## Required work
If a line in the listing below includes the word "palm", pick it out.

- - - - -

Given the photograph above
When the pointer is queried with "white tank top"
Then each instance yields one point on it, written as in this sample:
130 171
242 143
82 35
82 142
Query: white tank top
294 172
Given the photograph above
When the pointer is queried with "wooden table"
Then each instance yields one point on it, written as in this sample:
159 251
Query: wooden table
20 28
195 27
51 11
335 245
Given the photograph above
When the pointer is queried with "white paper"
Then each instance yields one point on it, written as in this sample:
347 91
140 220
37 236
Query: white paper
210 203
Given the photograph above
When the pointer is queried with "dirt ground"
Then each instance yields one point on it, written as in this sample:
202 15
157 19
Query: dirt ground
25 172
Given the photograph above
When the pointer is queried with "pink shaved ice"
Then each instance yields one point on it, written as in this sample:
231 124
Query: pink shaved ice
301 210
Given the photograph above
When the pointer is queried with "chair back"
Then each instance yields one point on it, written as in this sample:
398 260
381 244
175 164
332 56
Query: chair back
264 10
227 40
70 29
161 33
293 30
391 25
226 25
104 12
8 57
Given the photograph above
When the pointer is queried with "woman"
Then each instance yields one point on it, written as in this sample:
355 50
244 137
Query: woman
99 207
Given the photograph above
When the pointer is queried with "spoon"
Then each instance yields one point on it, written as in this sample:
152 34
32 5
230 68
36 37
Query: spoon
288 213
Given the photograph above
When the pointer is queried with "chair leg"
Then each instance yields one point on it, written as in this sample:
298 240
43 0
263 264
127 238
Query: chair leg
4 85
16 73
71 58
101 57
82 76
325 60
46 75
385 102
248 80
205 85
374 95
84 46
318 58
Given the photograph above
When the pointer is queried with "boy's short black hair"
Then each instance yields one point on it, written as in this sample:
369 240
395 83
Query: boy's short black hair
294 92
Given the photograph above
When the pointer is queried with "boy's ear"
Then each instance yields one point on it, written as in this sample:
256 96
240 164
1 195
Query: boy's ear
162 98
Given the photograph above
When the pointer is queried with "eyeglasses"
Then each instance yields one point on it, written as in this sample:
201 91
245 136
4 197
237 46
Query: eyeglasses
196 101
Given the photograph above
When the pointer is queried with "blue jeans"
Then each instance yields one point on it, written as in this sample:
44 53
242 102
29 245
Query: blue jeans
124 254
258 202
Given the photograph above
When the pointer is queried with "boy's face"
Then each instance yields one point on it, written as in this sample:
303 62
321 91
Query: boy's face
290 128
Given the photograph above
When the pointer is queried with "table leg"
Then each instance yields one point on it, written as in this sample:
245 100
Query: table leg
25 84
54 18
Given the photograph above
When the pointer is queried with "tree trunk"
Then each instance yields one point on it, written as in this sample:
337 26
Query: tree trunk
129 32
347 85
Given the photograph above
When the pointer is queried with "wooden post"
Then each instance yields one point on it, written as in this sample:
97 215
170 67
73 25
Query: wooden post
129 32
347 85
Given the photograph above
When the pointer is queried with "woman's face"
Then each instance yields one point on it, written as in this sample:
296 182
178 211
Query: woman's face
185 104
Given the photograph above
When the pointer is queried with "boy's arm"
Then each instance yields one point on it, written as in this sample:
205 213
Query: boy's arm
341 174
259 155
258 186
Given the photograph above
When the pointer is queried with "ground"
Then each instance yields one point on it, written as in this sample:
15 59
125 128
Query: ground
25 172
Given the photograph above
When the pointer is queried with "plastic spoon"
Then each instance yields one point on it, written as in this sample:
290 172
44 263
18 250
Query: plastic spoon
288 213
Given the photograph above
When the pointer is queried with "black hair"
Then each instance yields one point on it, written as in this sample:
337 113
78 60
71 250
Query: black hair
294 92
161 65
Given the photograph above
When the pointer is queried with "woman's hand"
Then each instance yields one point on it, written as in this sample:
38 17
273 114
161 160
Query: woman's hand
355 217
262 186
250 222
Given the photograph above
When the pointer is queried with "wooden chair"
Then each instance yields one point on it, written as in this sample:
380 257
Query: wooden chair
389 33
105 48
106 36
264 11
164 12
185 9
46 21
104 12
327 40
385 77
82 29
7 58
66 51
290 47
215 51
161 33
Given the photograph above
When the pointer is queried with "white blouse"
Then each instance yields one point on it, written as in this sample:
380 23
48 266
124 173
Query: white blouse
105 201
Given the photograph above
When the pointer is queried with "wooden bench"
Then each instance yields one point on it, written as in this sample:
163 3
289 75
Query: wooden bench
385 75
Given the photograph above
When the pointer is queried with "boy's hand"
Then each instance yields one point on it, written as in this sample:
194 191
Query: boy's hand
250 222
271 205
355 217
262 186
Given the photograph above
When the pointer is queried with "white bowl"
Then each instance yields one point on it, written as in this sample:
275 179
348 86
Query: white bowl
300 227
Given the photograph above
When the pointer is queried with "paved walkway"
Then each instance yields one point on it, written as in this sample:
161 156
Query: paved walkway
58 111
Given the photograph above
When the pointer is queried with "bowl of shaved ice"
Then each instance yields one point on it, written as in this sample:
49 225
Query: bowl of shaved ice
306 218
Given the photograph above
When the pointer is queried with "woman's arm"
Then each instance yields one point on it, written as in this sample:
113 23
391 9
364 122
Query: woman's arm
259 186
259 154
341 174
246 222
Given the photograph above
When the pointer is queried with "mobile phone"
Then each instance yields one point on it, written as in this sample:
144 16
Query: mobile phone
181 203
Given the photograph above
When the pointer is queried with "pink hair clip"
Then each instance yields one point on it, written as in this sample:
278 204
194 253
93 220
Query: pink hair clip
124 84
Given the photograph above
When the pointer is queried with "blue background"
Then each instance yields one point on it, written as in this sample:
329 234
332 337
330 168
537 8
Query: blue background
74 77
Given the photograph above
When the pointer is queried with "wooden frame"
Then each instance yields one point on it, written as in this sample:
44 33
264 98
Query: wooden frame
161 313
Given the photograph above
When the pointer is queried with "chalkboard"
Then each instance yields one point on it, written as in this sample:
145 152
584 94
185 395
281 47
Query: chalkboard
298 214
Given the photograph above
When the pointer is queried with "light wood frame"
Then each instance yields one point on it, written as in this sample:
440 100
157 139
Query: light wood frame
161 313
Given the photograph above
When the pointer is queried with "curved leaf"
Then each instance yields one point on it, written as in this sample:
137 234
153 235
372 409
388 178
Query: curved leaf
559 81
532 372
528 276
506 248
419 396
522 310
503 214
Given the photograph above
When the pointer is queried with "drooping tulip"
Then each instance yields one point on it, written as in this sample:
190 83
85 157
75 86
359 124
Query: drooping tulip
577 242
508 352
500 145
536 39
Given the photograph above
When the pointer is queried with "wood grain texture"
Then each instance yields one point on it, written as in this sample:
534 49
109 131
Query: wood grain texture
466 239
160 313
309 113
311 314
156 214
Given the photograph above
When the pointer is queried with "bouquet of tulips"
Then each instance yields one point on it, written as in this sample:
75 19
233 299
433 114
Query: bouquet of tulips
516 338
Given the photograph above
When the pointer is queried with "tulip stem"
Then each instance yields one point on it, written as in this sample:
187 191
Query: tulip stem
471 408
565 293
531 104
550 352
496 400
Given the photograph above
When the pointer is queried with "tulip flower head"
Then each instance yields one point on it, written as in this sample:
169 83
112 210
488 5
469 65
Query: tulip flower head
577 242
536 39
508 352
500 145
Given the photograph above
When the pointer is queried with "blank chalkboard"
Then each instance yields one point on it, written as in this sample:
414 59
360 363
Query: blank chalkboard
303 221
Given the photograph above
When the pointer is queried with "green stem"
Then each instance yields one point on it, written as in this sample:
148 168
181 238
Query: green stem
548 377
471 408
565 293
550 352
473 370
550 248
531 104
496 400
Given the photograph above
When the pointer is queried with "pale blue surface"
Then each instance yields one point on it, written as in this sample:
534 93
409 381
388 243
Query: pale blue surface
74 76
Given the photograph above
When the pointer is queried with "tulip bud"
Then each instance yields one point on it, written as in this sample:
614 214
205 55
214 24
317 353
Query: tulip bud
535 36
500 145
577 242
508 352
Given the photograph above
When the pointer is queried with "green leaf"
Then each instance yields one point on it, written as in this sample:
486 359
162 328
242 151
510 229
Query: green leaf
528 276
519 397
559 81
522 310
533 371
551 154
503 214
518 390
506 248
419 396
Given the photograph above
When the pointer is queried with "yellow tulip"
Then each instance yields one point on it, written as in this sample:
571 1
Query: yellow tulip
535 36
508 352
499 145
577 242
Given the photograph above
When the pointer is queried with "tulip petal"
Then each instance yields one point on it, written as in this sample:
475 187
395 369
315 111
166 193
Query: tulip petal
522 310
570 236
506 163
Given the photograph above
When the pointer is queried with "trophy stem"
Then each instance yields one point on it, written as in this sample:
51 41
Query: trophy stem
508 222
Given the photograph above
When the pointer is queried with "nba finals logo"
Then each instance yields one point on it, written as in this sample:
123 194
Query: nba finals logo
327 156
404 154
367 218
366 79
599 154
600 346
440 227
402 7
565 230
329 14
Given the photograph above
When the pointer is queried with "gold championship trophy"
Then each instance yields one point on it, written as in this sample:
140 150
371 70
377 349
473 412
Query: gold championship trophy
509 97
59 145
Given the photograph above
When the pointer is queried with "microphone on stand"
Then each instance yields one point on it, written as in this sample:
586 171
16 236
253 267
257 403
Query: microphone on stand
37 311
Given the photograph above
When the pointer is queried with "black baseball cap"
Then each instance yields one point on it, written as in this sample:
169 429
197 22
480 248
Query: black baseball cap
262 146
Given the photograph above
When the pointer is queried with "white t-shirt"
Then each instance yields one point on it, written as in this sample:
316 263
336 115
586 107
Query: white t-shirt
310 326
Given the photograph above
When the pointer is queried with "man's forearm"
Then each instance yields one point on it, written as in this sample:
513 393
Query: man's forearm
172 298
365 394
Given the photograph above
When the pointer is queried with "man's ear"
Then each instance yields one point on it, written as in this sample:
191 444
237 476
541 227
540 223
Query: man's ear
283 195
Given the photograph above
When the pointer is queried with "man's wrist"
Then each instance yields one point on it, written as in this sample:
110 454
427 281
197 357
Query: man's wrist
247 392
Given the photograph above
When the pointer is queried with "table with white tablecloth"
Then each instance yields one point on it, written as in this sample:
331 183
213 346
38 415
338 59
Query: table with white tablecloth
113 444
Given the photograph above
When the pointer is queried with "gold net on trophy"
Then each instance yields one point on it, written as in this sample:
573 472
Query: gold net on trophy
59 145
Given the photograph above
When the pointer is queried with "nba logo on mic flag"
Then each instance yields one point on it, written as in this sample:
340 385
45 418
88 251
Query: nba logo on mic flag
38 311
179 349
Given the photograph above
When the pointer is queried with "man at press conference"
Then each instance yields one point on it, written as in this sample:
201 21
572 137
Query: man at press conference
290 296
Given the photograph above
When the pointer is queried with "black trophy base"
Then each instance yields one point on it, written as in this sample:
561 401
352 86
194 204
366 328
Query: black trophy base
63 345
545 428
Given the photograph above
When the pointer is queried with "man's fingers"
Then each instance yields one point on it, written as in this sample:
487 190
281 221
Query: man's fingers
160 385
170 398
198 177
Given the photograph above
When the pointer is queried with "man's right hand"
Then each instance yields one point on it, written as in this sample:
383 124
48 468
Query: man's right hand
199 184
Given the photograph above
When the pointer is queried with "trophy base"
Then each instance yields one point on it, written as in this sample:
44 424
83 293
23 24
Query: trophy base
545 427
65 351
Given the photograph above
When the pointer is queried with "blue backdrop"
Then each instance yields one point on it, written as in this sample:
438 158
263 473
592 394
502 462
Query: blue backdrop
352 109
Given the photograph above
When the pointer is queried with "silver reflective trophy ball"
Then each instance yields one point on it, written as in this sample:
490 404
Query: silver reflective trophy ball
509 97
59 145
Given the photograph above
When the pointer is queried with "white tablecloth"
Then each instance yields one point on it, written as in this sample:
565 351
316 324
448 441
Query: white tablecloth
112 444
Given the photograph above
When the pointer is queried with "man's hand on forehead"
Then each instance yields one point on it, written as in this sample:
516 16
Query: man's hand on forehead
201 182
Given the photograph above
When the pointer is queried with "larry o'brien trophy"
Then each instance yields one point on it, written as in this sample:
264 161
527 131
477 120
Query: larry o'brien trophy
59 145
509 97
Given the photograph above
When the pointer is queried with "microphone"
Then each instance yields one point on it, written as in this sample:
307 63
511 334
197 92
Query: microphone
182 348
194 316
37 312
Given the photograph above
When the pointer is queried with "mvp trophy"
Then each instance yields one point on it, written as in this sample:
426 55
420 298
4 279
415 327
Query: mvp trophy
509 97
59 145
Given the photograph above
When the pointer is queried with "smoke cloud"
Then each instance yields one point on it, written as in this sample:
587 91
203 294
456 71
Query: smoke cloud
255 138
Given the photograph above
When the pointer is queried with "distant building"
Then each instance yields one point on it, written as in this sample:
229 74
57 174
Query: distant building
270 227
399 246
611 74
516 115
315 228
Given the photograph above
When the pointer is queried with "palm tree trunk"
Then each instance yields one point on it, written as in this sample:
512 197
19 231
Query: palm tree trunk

- - - - -

## Answer area
When the pointer is queried with "palm tree trunk"
Query: palm tree trunk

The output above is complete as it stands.